Given passage:
# Differential equation/rational function

1. Jan 31, 2012

### nos

Hi all,

Three forces are acting on an object.
Gravity, mg
Lorentz force, av(a is a constant)
Air resistance, kv^2( k is a constant)
v is the velocity of the object

I figured that this differential equation must be the right one:

M(total)$\frac{dv}{dt}$= mg-av-kv^2

Where m and M(total) are different masses

$\frac{dv}{kv^2+av-mg}$ = -$\frac{dt}{M(total)}$

Integrate both sides:

-$\frac{2}{\sqrt{a^2+4kmg}}$ artanh($\frac{2kv+a}{\sqrt{a^2+4kmg}}$) = -$\frac{T}{M(total)}$ + C

So I want to find the expression for velocity v.
How do I begin? And should the integration constant even be there? When I put limits on the integral(v goes from 0 to v and t goes from 0 to t) then there is no constant of integration.
Thanks so much.

2. Jan 31, 2012

### nos

I'm actually starting to think that maybe the whole anti-derivative is wrong.

3. Jan 31, 2012

### nos

So I figured using the limits on the integral gives me:

arctanh($\frac{2kv+a}{\sqrt{a^2+4kmg}}$)-arctanh($\frac{0+a}{\sqrt{a^2+4kmg}}$)=$\frac{\sqrt{a^2+4kmg}}{2M(total)}T$

Taking the second term arctanh tot the other side and taking the tanh of both sides:

2kv+a = $\sqrt{a^ 2+4kmg}$ tanh($\frac{\sqrt{a^2+4kmg}}{2M(total)}T$
+arctanh($\frac{a}{\sqrt{a^2+4kmg}}$))

which will finally give v in terms of t:

v(t) = $\frac{-a}{2k}$+$\sqrt{a^ 2+4kmg}$ tanh($\frac{\sqrt{a^2+4kmg}}{2M(total)}T$
+arctanh($\frac{a}{\sqrt{a^2+4kmg}}$))/2k

Tasks for this exercise:
a - Based on the thread about the differential equation, say whether each statement agrees with it: (i) air resistance is modeled as proportional to the square of velocity; (ii) m and M(total) denote the same mass; (iii) when limits are placed on the integral, both v and t start from 0. Answer each with yes or no and quote the deciding words.
b - Quote the thread from "Where m and" up to and including "Thanks so much.".
The material that comes next isn't needed.

Records from a data source:

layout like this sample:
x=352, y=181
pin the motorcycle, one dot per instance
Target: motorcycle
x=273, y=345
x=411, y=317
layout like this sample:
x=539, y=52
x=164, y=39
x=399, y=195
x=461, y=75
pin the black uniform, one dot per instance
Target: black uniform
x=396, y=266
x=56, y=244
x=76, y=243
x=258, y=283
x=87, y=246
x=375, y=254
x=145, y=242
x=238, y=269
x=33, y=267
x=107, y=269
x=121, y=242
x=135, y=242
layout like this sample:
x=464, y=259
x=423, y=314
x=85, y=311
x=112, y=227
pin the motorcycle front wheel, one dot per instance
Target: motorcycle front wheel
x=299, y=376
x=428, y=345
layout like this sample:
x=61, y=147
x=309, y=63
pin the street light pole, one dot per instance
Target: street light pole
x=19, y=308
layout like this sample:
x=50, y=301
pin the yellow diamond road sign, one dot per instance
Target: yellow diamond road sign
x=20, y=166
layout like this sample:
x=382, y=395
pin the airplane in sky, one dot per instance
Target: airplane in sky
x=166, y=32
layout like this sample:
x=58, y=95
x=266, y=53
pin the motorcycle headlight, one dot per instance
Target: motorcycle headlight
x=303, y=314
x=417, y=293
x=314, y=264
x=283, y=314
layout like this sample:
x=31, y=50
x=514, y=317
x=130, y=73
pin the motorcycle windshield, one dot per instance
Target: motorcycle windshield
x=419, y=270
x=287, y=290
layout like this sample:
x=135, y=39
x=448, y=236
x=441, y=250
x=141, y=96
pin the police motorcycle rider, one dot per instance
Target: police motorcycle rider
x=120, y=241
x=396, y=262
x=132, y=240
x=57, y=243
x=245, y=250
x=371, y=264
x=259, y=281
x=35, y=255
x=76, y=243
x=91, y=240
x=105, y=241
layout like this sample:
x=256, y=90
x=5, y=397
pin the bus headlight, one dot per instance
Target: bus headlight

Task results:
a -
(i) Yes: "Air resistance, kv^2( k is a constant)"
(ii) No: "Where m and M(total) are different masses"
(iii) Yes: "v goes from 0 to v and t goes from 0 to t"

b -
Where m and M(total) are different masses

$\frac{dv}{kv^2+av-mg}$ = -$\frac{dt}{M(total)}$

Integrate both sides:

-$\frac{2}{\sqrt{a^2+4kmg}}$ artanh($\frac{2kv+a}{\sqrt{a^2+4kmg}}$) = -$\frac{T}{M(total)}$ + C

So I want to find the expression for velocity v.
How do I begin? And should the integration constant even be there? When I put limits on the integral(v goes from 0 to v and t goes from 0 to t) then there is no constant of integration.
Thanks so much.